── Excerpted data ──
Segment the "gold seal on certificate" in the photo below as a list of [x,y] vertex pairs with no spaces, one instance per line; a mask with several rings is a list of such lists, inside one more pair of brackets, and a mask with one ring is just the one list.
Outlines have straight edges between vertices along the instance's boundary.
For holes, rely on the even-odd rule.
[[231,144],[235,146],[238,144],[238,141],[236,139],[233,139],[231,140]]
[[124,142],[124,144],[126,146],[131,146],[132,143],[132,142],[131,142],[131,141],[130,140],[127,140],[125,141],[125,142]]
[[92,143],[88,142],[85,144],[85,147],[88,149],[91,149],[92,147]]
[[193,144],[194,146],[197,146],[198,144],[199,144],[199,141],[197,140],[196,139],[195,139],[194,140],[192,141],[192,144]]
───
» **Goal of the exercise**:
Count the lines in the items above that contain the string "instance", treating uppercase and lowercase as different. Give only the number.

» **Reply to the exercise**:
2